— EXTRACT TO READ —
┌──

More Regulations for Victims of Hurricane Sandy
In a previous post I explained how it wasn’t Hurricane Sandy, but government price controls, that were causing the long gas lines in New Jersey and New York. As usual with government regulations, they caused problems that the government then swooped in to “fix,” patting itself on the back. In this case, allegedly pro-business officials Governor Christie and Mayor Bloomberg instituted license plate restrictions, and then praised the wonders in reducing the harmful effects of their own policies.
Look for example at this news story:
New York drivers woke up Friday [November 9] to the first widespread gas rationing since the fuel crisis of the 1970s, as the Northeast struggles to recover from the devastation of Superstorm Sandy and a subsequent snowstorm.
Officials said the gas rationing was imposed because something had to be done to ease the long waits for fuel, which they say has caused panic-buying and hoarding.

└──

— ENTRIES SUPPLIED —
┌──

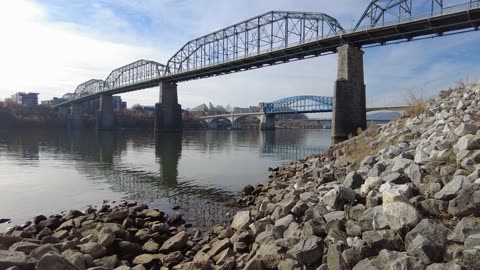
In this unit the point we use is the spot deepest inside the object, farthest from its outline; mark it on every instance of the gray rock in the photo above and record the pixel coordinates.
(467, 201)
(473, 241)
(465, 128)
(290, 264)
(283, 223)
(54, 261)
(401, 164)
(309, 250)
(15, 258)
(425, 249)
(315, 226)
(93, 249)
(400, 215)
(370, 183)
(76, 258)
(396, 178)
(42, 250)
(106, 237)
(353, 180)
(25, 247)
(338, 197)
(365, 264)
(241, 220)
(452, 265)
(175, 243)
(270, 255)
(335, 215)
(334, 256)
(373, 219)
(464, 228)
(469, 258)
(431, 229)
(451, 190)
(299, 209)
(7, 240)
(219, 246)
(383, 239)
(353, 228)
(434, 207)
(397, 260)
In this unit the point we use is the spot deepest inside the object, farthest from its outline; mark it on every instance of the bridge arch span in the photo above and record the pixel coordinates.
(88, 88)
(303, 104)
(138, 71)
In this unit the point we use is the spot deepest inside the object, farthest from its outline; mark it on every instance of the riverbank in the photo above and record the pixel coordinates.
(402, 196)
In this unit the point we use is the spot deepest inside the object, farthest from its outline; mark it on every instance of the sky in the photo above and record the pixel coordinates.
(51, 46)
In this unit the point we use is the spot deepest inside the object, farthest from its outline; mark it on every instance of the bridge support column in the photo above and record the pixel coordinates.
(349, 111)
(168, 113)
(62, 112)
(76, 120)
(236, 123)
(105, 116)
(267, 122)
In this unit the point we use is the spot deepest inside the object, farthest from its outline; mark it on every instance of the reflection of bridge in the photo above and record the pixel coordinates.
(280, 37)
(290, 105)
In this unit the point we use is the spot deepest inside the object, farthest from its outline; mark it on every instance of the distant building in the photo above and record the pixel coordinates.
(118, 104)
(53, 102)
(246, 110)
(26, 99)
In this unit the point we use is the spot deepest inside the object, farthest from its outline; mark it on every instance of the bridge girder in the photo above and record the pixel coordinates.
(138, 71)
(300, 104)
(88, 88)
(261, 34)
(387, 11)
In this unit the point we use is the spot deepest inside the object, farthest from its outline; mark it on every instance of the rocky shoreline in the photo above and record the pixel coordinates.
(402, 196)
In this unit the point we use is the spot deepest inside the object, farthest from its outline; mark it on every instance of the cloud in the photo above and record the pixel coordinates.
(51, 47)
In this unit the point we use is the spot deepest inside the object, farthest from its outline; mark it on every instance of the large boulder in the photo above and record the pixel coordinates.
(241, 220)
(464, 228)
(174, 243)
(54, 261)
(401, 215)
(450, 190)
(467, 201)
(431, 229)
(15, 258)
(308, 250)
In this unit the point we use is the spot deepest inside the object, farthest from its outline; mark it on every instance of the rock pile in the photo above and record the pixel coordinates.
(402, 196)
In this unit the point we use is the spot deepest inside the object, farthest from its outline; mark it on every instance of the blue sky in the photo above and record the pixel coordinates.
(51, 46)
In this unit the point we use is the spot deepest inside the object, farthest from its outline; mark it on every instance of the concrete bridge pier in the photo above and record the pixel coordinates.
(236, 124)
(105, 116)
(267, 122)
(349, 110)
(168, 113)
(62, 112)
(76, 120)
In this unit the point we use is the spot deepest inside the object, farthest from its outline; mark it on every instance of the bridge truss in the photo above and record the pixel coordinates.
(265, 33)
(298, 104)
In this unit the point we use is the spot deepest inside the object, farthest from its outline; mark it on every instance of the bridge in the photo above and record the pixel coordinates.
(290, 105)
(278, 37)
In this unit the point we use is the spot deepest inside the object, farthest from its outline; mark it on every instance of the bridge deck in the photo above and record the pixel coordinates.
(451, 21)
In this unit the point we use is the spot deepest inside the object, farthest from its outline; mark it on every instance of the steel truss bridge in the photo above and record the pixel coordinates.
(297, 104)
(278, 37)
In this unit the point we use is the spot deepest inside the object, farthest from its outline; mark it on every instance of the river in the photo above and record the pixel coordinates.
(50, 171)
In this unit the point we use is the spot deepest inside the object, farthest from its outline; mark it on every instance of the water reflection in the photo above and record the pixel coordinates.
(168, 150)
(198, 171)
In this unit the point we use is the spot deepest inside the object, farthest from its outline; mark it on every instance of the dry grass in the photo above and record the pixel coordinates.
(416, 105)
(363, 145)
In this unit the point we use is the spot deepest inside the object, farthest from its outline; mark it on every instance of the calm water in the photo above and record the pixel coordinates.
(49, 171)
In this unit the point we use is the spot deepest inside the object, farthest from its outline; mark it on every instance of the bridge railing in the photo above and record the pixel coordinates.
(444, 11)
(149, 70)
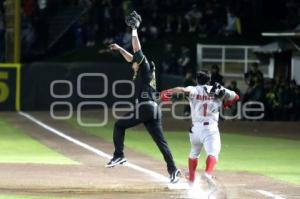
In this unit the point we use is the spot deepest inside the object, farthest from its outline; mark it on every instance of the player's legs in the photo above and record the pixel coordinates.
(154, 128)
(196, 147)
(129, 120)
(212, 146)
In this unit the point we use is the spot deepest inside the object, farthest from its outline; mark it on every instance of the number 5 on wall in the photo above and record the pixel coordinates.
(7, 87)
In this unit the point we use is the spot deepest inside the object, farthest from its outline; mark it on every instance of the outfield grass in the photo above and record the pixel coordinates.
(273, 157)
(17, 147)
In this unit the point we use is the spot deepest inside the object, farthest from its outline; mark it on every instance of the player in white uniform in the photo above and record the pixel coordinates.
(205, 102)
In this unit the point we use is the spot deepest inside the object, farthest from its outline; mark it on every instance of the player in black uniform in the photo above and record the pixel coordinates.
(146, 110)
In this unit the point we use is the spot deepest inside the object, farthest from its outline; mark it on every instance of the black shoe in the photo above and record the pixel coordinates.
(175, 176)
(115, 161)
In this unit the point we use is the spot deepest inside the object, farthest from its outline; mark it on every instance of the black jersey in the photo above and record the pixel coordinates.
(144, 79)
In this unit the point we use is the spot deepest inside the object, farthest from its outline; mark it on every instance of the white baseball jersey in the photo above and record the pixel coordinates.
(205, 108)
(205, 116)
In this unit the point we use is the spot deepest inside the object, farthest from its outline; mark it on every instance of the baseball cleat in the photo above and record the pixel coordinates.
(175, 176)
(209, 180)
(115, 161)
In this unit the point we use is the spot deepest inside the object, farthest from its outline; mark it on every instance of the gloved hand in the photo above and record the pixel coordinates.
(217, 91)
(133, 20)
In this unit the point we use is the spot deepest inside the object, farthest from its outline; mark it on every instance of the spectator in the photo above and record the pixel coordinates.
(253, 74)
(168, 63)
(28, 39)
(184, 60)
(92, 26)
(189, 80)
(296, 104)
(295, 100)
(193, 18)
(272, 104)
(215, 75)
(233, 26)
(2, 36)
(255, 93)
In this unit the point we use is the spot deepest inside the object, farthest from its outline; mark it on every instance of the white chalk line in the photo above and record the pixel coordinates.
(102, 154)
(269, 194)
(98, 152)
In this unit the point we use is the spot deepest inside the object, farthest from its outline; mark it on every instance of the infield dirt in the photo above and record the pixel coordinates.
(91, 179)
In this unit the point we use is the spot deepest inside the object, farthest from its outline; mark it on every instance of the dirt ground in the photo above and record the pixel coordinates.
(91, 179)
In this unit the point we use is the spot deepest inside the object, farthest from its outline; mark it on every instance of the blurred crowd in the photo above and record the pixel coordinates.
(105, 19)
(161, 18)
(2, 31)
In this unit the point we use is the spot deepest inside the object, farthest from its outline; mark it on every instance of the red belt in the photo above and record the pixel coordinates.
(205, 123)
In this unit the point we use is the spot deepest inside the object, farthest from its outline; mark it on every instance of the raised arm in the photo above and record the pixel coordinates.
(182, 90)
(127, 56)
(134, 21)
(136, 45)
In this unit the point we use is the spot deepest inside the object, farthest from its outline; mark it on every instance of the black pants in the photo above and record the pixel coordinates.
(148, 113)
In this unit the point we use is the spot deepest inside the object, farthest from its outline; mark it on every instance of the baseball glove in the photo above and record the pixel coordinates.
(133, 20)
(217, 91)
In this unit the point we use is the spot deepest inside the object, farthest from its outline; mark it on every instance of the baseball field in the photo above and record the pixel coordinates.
(42, 158)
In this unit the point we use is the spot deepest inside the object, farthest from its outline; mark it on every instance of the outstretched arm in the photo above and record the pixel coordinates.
(127, 56)
(182, 90)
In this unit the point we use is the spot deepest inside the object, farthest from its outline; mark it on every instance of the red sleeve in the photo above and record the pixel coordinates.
(229, 103)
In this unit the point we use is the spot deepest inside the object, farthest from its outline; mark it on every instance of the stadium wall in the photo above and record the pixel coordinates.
(37, 79)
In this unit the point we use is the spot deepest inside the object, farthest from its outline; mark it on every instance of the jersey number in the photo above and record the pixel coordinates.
(205, 110)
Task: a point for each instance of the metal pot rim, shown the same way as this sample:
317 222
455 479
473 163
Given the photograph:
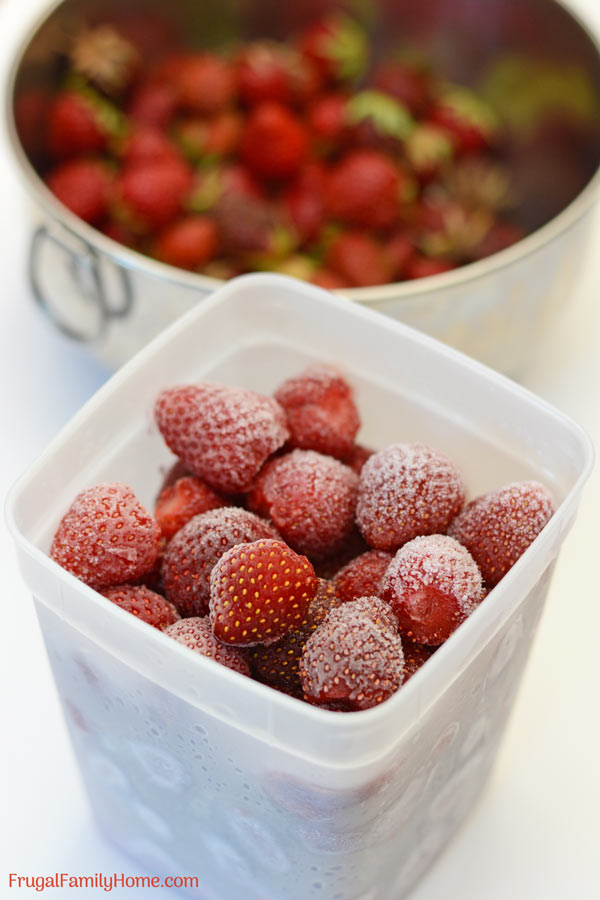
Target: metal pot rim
397 291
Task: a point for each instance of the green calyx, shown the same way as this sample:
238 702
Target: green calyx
389 117
348 48
467 106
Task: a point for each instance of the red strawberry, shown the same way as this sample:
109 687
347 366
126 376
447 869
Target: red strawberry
83 186
358 457
176 471
196 634
262 73
268 71
407 490
106 538
278 664
224 434
146 143
499 526
147 605
153 103
365 189
424 266
415 655
354 659
359 259
151 194
399 251
432 585
408 83
198 546
338 46
320 410
74 126
181 501
327 117
205 83
311 498
188 243
275 142
303 201
260 591
362 576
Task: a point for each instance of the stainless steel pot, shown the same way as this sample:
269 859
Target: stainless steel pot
115 299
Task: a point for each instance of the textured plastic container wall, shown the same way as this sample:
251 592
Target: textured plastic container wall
195 769
251 824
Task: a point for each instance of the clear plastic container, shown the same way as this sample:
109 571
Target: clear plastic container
194 769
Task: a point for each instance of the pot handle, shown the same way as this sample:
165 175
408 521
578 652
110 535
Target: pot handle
87 280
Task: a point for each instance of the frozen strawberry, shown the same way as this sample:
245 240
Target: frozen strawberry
204 138
278 663
197 634
311 499
181 501
338 46
466 118
223 434
189 242
365 189
353 546
260 591
106 538
358 457
74 126
432 584
153 103
498 527
415 655
206 84
152 194
407 490
424 266
359 259
264 71
321 411
147 144
408 83
147 605
176 471
362 576
274 142
352 659
83 186
198 546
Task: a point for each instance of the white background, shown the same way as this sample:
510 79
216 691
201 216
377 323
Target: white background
536 830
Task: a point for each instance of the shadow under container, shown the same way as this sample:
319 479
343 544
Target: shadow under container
195 770
533 60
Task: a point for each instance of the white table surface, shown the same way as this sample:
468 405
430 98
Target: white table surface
536 830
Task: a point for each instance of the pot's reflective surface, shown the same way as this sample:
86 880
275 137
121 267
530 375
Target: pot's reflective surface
531 58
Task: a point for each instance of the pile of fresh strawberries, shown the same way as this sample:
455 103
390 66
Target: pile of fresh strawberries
305 157
285 550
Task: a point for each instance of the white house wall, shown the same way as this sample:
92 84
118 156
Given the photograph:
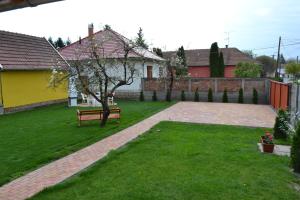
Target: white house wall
141 72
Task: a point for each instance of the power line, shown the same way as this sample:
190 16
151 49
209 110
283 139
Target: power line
290 44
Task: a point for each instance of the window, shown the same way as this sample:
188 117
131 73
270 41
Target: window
149 72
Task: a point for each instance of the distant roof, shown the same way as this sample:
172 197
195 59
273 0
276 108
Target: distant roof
24 52
200 57
6 5
111 45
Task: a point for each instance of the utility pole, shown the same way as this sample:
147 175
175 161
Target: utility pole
278 59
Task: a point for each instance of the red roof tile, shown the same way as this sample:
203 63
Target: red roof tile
110 45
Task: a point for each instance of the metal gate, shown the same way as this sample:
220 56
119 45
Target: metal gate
279 95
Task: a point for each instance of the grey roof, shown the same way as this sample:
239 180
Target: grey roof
110 45
200 57
24 52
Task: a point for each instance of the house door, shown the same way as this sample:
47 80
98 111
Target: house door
149 72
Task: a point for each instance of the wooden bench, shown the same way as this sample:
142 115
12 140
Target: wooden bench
88 115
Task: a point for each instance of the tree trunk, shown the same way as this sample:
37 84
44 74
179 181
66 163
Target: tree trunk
106 112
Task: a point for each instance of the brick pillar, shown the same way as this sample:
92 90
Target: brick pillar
216 85
243 84
190 85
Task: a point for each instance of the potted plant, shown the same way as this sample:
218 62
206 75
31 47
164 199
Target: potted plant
267 142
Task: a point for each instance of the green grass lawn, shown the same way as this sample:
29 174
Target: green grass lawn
30 139
185 161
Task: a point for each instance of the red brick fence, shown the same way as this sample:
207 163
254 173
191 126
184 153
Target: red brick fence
189 85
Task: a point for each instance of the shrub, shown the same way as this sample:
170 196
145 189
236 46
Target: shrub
182 95
142 96
168 96
210 95
295 151
255 96
196 97
225 97
281 126
154 97
241 96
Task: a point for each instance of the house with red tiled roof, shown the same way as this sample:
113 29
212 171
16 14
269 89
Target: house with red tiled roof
110 45
26 64
198 61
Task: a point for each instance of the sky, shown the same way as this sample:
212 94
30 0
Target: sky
249 24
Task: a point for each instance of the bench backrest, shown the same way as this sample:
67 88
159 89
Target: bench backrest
97 112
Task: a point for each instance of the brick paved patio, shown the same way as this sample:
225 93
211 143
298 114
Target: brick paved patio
213 113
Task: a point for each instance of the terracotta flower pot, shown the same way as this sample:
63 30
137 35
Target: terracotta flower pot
267 148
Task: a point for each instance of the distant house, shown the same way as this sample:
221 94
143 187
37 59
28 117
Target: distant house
198 61
25 70
146 63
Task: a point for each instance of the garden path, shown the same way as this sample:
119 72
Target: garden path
195 112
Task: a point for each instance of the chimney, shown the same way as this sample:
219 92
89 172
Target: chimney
91 29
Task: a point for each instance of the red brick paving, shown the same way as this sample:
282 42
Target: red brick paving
213 113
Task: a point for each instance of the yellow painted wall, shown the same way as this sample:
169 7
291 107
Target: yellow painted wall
21 88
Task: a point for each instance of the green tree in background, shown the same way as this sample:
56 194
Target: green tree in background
140 41
247 70
51 41
268 65
59 43
293 69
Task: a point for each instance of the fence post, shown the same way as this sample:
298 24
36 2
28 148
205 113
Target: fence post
142 84
216 85
243 84
190 85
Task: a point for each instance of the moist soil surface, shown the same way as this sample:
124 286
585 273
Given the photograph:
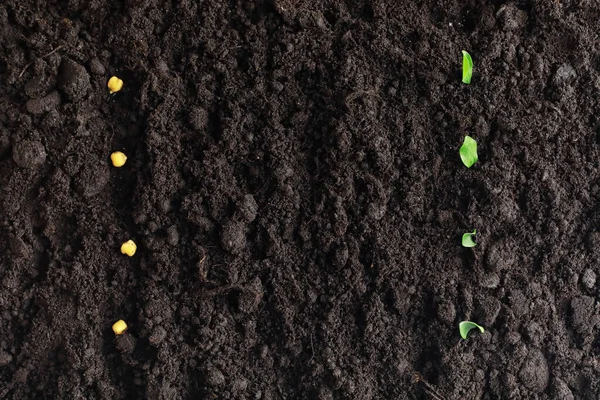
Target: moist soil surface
295 190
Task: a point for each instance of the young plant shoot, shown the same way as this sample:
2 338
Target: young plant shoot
468 152
465 327
468 239
467 67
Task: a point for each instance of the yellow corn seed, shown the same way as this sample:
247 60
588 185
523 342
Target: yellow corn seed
119 327
129 248
118 159
114 84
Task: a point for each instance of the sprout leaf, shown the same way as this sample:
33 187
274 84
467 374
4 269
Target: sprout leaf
468 152
467 67
465 327
467 240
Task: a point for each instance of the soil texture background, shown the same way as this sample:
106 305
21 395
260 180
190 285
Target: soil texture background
295 189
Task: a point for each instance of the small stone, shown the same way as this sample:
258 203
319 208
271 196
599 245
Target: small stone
96 66
5 358
19 248
73 79
37 86
240 385
589 278
172 235
582 309
43 104
247 208
29 154
214 377
489 280
534 373
277 87
511 18
513 338
198 118
561 390
157 336
564 75
233 237
126 343
446 312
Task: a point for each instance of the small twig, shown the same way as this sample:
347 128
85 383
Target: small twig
44 56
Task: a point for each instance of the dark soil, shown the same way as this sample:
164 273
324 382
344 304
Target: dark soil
296 193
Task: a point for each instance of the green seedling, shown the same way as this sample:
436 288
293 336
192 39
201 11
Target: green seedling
467 67
468 152
465 327
467 240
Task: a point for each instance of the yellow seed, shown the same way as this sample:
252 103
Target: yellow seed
118 159
129 248
119 327
114 84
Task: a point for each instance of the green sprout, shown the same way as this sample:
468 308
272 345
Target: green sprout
465 327
467 240
468 152
467 67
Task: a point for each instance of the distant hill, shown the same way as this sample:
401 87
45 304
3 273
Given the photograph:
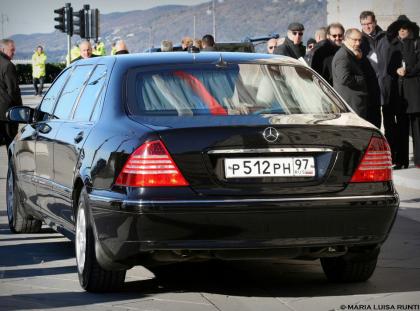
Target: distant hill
235 20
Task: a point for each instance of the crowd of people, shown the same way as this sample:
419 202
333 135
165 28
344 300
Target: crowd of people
377 72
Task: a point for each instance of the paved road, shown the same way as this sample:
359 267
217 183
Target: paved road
38 272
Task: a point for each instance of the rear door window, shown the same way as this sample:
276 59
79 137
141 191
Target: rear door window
47 105
71 91
91 94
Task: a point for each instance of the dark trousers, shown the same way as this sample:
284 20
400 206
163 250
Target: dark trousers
402 132
40 80
5 139
415 129
374 115
390 126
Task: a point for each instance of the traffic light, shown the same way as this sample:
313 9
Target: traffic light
60 19
64 19
79 24
94 24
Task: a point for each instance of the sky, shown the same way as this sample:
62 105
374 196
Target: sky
37 16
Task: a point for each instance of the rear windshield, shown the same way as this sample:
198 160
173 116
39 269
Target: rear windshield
243 89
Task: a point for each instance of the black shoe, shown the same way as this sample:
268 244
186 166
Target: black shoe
400 166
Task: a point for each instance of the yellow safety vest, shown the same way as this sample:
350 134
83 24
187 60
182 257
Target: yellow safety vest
38 64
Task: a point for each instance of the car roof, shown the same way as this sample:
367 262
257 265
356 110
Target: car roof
170 58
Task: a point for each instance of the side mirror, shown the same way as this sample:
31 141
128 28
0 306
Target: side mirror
20 114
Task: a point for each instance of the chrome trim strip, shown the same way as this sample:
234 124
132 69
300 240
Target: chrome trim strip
267 150
147 202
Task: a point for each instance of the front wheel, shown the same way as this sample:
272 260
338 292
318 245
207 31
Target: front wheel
351 267
92 276
19 221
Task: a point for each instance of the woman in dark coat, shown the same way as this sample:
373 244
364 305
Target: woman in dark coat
404 68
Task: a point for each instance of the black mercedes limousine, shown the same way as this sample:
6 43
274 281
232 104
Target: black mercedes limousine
149 159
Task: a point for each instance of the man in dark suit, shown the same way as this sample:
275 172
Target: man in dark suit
348 71
324 51
9 90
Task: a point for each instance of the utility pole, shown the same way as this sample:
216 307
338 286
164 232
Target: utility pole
4 19
214 19
194 28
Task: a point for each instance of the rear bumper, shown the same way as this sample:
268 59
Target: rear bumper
125 229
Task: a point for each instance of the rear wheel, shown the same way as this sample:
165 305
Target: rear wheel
92 276
352 267
19 221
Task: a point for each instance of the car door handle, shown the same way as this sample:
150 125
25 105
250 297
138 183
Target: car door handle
44 128
79 137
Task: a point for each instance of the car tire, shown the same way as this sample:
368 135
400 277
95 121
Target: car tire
92 277
352 267
19 220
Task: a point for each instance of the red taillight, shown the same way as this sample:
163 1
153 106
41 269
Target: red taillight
376 164
150 165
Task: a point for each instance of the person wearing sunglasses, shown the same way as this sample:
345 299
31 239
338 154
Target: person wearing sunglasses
324 51
404 68
271 45
376 47
350 71
292 45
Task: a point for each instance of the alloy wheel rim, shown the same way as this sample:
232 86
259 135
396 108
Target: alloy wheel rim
10 197
81 239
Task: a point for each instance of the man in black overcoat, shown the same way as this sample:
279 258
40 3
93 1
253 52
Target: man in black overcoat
9 90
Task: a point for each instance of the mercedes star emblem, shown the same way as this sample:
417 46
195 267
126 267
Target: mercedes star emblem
270 134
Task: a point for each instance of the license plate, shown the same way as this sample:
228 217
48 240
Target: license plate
270 167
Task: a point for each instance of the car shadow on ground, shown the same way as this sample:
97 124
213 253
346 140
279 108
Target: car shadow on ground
285 278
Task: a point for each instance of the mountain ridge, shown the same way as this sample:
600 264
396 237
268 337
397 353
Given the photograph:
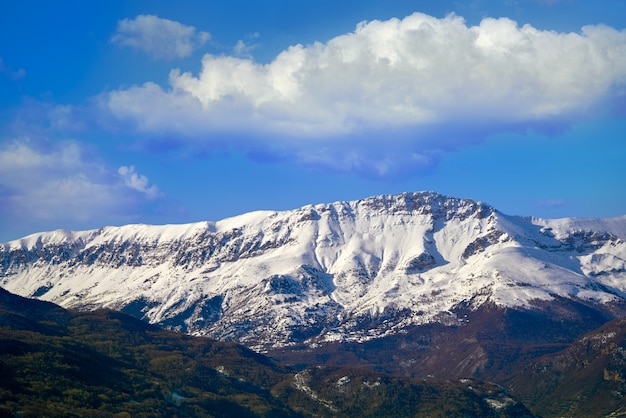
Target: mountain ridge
344 271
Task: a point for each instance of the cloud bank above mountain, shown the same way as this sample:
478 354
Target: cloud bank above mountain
161 38
41 181
387 98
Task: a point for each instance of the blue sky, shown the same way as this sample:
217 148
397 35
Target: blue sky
160 112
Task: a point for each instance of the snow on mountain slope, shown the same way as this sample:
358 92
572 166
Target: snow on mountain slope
346 270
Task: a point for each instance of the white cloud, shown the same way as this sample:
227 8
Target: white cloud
161 38
137 181
389 96
45 181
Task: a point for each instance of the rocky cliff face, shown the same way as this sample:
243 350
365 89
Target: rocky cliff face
343 271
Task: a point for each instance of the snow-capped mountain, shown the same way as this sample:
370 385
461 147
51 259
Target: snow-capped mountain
342 271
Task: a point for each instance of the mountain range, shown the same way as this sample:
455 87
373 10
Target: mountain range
346 271
415 285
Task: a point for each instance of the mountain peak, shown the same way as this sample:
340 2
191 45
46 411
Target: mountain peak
344 270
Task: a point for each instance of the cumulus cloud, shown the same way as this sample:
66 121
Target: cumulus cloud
137 181
389 96
45 181
160 38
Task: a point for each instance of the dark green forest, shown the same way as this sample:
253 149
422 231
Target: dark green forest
60 363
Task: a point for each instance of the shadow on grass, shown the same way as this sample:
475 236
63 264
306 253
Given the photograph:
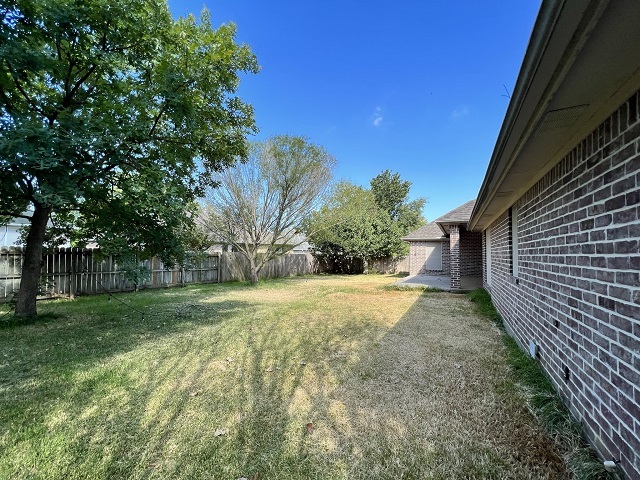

└──

— PROBLEMS —
**A.** In the post on gas rationing after Hurricane Sandy, which two officials instituted license plate restrictions?
**B.** Continue the post about gas rationing after Hurricane Sandy, starting after its last sentence.

— ANSWERS PROVIDED —
**A.** Governor Christie and Mayor Bloomberg.

**B.**
Police officers were assigned to gas stations to enforce the new system, beginning their shifts at 5 a.m. in Long Island and 6 a.m. in New York City.
“This is designed to let everybody have a fair chance, so the lines aren’t too oppressive and that we can get through this,” Mayor Michael Bloomberg said. Officers would also make sure people “don’t get pushy in line,” Bloomberg told WOR-AM radio on Friday morning.
…
New York City’s program of gas rationing is modeled on one New Jersey implemented last week — allowing drivers to fill up on alternating days depending on their license plate number — that has reduced lines dramatically…
“The last two days, I’ve barely seen any fuel lines anymore,” Christie said. “There’s order, there’s easy access to gas.”
In New York, however, Bloomberg indicated that the city had little choice but to implement the policy.
“It now appears there will be shortages for possibly another couple weeks,” Bloomberg said, later adding, “If you think about it, it’s not any great imposition once you get used to it.”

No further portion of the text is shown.